TASKS TO CARRY OUT
**1)** Answer these questions using the Malcolm Pointon text:
(a) At what age was Malcolm Pointon diagnosed with Alzheimer's?
(b) Which film-maker documented the events on film?
(c) How much did the health authority award Barbara Pointon, and in what month and year?
**2)** Pick up the text on Malcolm Pointon after its final sentence and continue it.

TEXT EXCERPT
******************************
= Malcolm Pointon =

English pianist (died 2007)

Malcolm Pointon (died February 2007) was a pianist and lecturer from Thriplow, England, and together with his wife Barbara Pointon, the subject of the film Malcolm and Barbara - A Love Story shown in 1999, and, more recently, of an Independent Television program entitled Malcolm and Barbara: Love’s Farewell, broadcast on Wednesday, 8 August 2007.

==Alzheimer's==
Malcolm Pointon was diagnosed with Alzheimer's at the age of 51. From that time up to his death, he lived in Thriplow, Cambridgeshire.

After the diagnosis, Pointon's wife Barbara decided to allow film-maker Paul Watson to document the events on film, which took place over the course of 11 years, and she felt that if her husband could have understood, he would have said "Go for it".

Mrs. Pointon had complained to the Health Service Ombudsman and prior to the report made about the case in February 2004, in September 2003 was awarded £1,000 a week by the health authority to care for her husband. In response to statements made by the Alzheimer's Society, the Ombudsman took the unusual step of mentioning her by name, stating that the case did not set a precedent.
******************************
INFORMATION SUPPLIED

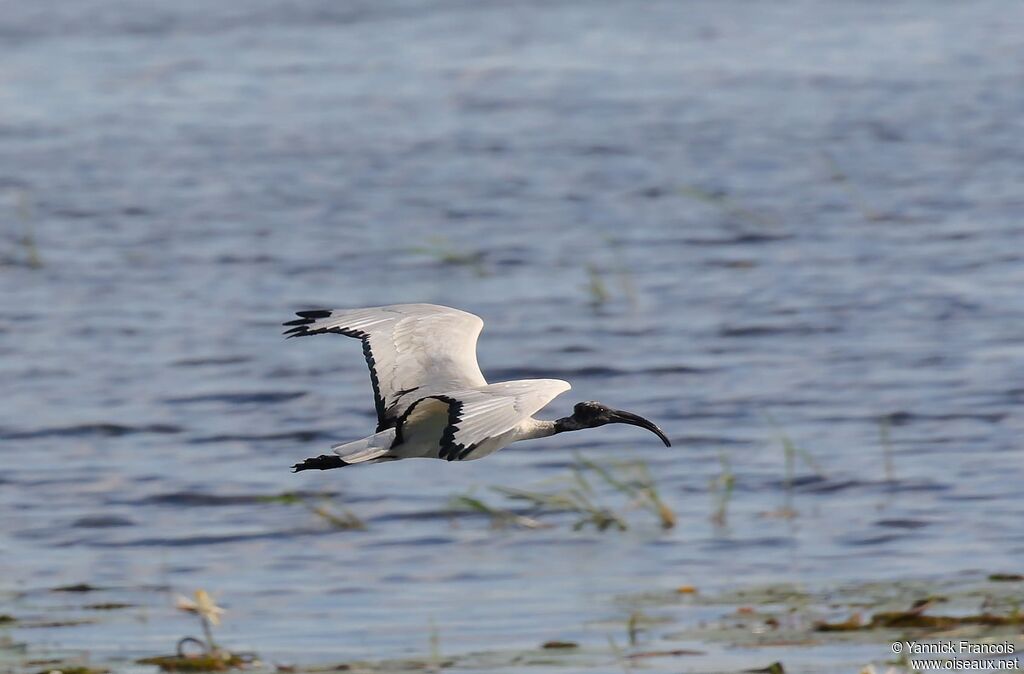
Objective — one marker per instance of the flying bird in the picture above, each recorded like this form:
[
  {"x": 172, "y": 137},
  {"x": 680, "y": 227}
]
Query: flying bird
[{"x": 432, "y": 401}]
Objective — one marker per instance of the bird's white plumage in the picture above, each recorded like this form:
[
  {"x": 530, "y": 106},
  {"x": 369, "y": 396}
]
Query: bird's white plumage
[
  {"x": 431, "y": 398},
  {"x": 414, "y": 350},
  {"x": 491, "y": 411}
]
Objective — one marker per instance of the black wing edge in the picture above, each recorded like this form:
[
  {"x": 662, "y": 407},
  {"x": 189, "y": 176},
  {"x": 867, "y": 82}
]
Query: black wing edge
[
  {"x": 306, "y": 319},
  {"x": 300, "y": 328}
]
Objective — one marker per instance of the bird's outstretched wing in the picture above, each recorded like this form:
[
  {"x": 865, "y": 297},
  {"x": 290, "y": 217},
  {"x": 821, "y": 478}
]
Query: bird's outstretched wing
[
  {"x": 413, "y": 350},
  {"x": 484, "y": 412}
]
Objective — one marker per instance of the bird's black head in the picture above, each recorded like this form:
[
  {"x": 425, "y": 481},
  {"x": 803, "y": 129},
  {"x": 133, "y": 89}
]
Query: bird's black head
[{"x": 592, "y": 414}]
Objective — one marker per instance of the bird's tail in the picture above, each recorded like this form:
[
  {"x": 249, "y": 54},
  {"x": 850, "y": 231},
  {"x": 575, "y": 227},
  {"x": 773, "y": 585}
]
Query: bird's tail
[{"x": 369, "y": 450}]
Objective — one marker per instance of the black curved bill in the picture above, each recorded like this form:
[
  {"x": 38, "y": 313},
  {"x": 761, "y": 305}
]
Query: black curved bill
[{"x": 621, "y": 417}]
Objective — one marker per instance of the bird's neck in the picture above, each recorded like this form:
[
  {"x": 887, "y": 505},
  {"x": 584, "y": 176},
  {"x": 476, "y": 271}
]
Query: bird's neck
[{"x": 534, "y": 428}]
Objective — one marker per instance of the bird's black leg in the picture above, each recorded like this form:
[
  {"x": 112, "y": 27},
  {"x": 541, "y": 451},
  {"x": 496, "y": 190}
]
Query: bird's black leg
[{"x": 323, "y": 462}]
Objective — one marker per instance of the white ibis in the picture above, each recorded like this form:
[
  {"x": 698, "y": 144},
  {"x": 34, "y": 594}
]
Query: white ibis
[{"x": 431, "y": 399}]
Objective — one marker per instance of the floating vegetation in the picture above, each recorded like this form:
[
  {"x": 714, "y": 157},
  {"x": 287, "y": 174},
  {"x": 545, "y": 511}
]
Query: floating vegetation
[
  {"x": 1006, "y": 578},
  {"x": 74, "y": 669},
  {"x": 598, "y": 287},
  {"x": 210, "y": 658},
  {"x": 444, "y": 252},
  {"x": 30, "y": 256},
  {"x": 110, "y": 605},
  {"x": 730, "y": 206},
  {"x": 721, "y": 488},
  {"x": 345, "y": 520},
  {"x": 577, "y": 494},
  {"x": 212, "y": 662},
  {"x": 885, "y": 439},
  {"x": 78, "y": 587}
]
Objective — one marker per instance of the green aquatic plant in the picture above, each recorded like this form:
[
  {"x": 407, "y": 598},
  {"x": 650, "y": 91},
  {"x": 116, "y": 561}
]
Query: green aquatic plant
[
  {"x": 344, "y": 520},
  {"x": 885, "y": 439},
  {"x": 444, "y": 252},
  {"x": 577, "y": 494},
  {"x": 727, "y": 204},
  {"x": 721, "y": 489}
]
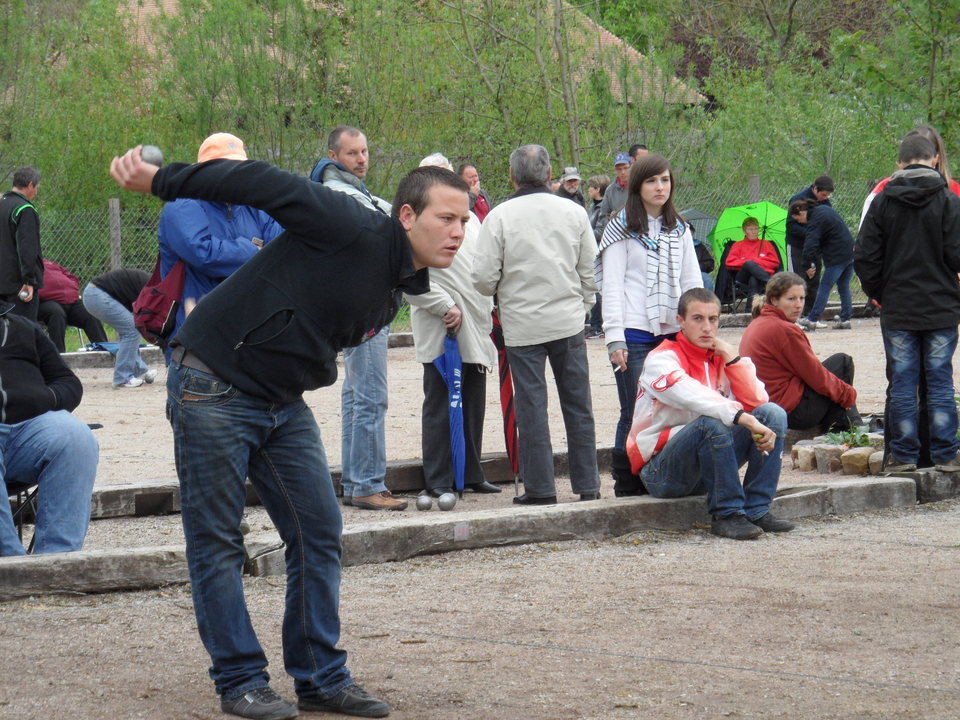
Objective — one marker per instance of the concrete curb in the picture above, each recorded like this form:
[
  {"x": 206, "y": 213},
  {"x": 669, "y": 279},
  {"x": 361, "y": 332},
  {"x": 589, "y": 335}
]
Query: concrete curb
[
  {"x": 152, "y": 355},
  {"x": 400, "y": 538}
]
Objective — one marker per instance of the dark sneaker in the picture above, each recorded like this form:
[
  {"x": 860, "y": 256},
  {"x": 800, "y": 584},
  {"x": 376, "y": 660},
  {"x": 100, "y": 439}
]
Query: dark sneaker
[
  {"x": 771, "y": 523},
  {"x": 951, "y": 465},
  {"x": 895, "y": 464},
  {"x": 260, "y": 704},
  {"x": 735, "y": 527},
  {"x": 352, "y": 700}
]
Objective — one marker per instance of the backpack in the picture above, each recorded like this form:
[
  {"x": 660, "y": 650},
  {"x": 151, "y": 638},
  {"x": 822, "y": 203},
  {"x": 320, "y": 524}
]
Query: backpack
[{"x": 156, "y": 307}]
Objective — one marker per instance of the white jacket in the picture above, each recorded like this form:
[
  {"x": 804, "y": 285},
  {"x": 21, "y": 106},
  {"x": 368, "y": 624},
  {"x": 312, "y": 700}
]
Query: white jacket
[
  {"x": 535, "y": 252},
  {"x": 448, "y": 287}
]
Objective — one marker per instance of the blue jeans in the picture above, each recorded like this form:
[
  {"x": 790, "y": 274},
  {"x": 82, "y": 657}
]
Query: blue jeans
[
  {"x": 363, "y": 409},
  {"x": 568, "y": 360},
  {"x": 705, "y": 457},
  {"x": 106, "y": 309},
  {"x": 906, "y": 350},
  {"x": 627, "y": 389},
  {"x": 840, "y": 276},
  {"x": 58, "y": 453},
  {"x": 221, "y": 437}
]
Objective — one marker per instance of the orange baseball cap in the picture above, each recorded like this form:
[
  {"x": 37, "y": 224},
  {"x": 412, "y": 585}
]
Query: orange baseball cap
[{"x": 221, "y": 145}]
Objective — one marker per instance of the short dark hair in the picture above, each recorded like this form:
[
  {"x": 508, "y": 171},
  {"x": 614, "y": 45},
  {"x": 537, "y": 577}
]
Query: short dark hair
[
  {"x": 824, "y": 182},
  {"x": 636, "y": 213},
  {"x": 333, "y": 139},
  {"x": 414, "y": 189},
  {"x": 915, "y": 147},
  {"x": 696, "y": 295},
  {"x": 22, "y": 177},
  {"x": 530, "y": 164}
]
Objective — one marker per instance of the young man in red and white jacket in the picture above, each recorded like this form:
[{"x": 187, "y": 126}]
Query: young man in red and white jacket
[{"x": 701, "y": 413}]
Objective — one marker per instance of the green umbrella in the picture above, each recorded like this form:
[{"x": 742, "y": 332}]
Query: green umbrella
[{"x": 773, "y": 226}]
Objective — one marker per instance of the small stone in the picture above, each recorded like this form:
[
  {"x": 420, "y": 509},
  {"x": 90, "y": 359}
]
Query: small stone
[
  {"x": 806, "y": 459},
  {"x": 856, "y": 461},
  {"x": 828, "y": 458}
]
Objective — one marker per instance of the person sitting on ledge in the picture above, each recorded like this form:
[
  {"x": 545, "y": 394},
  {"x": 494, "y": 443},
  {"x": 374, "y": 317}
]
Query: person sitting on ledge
[
  {"x": 814, "y": 394},
  {"x": 701, "y": 413}
]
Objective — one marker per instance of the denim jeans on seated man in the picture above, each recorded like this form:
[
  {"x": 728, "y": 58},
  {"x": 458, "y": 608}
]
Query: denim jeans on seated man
[
  {"x": 363, "y": 402},
  {"x": 221, "y": 437},
  {"x": 906, "y": 351},
  {"x": 705, "y": 457},
  {"x": 839, "y": 275},
  {"x": 106, "y": 309},
  {"x": 56, "y": 452}
]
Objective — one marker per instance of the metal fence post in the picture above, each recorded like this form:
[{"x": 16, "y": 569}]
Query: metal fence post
[
  {"x": 114, "y": 211},
  {"x": 754, "y": 191}
]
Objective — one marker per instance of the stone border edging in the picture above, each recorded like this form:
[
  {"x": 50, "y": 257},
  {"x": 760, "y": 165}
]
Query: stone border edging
[{"x": 396, "y": 539}]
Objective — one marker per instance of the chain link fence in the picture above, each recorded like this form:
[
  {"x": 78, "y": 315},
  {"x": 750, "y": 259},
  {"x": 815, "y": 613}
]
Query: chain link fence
[{"x": 89, "y": 242}]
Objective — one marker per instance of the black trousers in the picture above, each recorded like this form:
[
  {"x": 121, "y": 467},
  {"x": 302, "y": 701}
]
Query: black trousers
[
  {"x": 813, "y": 284},
  {"x": 57, "y": 316},
  {"x": 815, "y": 409},
  {"x": 437, "y": 457}
]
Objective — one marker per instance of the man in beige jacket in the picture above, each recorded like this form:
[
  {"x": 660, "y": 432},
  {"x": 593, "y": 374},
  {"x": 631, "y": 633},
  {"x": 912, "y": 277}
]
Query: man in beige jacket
[
  {"x": 453, "y": 306},
  {"x": 535, "y": 252}
]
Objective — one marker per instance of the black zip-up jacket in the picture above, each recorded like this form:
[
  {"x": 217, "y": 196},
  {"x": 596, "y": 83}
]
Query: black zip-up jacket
[
  {"x": 273, "y": 329},
  {"x": 828, "y": 237},
  {"x": 21, "y": 261},
  {"x": 907, "y": 254},
  {"x": 33, "y": 377}
]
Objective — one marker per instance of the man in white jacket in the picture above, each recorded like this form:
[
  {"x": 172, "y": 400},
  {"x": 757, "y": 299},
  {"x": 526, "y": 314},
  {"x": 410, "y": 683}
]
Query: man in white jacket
[
  {"x": 453, "y": 306},
  {"x": 701, "y": 413},
  {"x": 535, "y": 253}
]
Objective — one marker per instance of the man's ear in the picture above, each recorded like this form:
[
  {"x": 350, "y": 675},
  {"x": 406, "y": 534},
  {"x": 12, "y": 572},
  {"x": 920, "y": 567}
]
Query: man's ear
[{"x": 406, "y": 216}]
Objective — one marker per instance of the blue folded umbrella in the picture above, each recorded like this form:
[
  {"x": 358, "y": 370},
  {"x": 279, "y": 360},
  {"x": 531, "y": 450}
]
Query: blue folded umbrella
[{"x": 450, "y": 366}]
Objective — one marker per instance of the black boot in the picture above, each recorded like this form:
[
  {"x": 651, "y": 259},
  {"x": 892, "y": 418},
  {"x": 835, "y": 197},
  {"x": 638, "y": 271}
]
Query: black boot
[{"x": 625, "y": 483}]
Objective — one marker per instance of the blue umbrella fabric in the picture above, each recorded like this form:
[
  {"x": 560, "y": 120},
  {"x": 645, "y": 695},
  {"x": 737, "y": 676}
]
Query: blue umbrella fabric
[{"x": 450, "y": 366}]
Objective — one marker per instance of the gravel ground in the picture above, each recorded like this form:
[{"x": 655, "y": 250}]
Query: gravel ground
[{"x": 850, "y": 618}]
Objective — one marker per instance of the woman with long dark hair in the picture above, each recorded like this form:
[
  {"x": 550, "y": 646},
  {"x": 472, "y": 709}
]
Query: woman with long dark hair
[{"x": 646, "y": 261}]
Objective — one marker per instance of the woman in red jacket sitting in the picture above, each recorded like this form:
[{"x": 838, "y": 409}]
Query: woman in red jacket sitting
[
  {"x": 813, "y": 394},
  {"x": 752, "y": 261}
]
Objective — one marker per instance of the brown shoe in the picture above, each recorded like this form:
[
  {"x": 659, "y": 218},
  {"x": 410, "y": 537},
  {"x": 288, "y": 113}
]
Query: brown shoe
[{"x": 383, "y": 500}]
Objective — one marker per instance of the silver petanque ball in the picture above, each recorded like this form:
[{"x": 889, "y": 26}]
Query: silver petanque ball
[
  {"x": 447, "y": 501},
  {"x": 152, "y": 154}
]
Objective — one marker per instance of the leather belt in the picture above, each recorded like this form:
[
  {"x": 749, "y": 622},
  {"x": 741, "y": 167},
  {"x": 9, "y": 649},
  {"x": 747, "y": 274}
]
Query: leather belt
[{"x": 182, "y": 356}]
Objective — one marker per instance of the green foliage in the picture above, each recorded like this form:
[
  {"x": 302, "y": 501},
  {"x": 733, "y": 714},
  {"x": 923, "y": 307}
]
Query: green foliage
[{"x": 855, "y": 437}]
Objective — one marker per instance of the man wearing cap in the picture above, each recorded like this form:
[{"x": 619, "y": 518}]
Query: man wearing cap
[
  {"x": 570, "y": 186},
  {"x": 616, "y": 195},
  {"x": 819, "y": 193},
  {"x": 212, "y": 238},
  {"x": 363, "y": 397},
  {"x": 21, "y": 261}
]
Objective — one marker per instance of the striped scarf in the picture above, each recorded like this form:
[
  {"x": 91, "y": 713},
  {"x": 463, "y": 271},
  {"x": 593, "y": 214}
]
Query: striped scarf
[{"x": 663, "y": 266}]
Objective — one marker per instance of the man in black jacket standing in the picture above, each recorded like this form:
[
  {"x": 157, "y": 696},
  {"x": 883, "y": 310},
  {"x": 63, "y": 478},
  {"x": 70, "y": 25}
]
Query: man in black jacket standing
[
  {"x": 41, "y": 443},
  {"x": 818, "y": 194},
  {"x": 242, "y": 361},
  {"x": 21, "y": 262},
  {"x": 907, "y": 257}
]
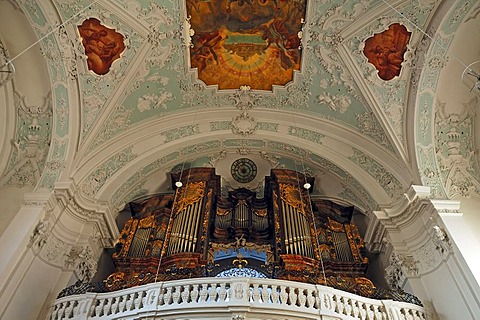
******************************
EXERCISE ANSWERS
**1)**
(a) 51
(b) Paul Watson
(c) £1,000 a week, in September 2003

**2)**
For her work campaigning for better care of those with Alzheimer's, Mrs. Pointon was included in The Queen's Birthday Honours of June 2006, and was awarded the MBE.

==Controversy==
The program was the subject of controversy because the film ended with the death of Mr. Pointon, which turned out to be prematurely announced, as Pointon had entered a coma from which he would never awake, although he died seven days after the filming itself. His widow, Barbara Pointon, was a well known campaigner for improvements in the care of Alzheimer's before her death in 2020 from dementia.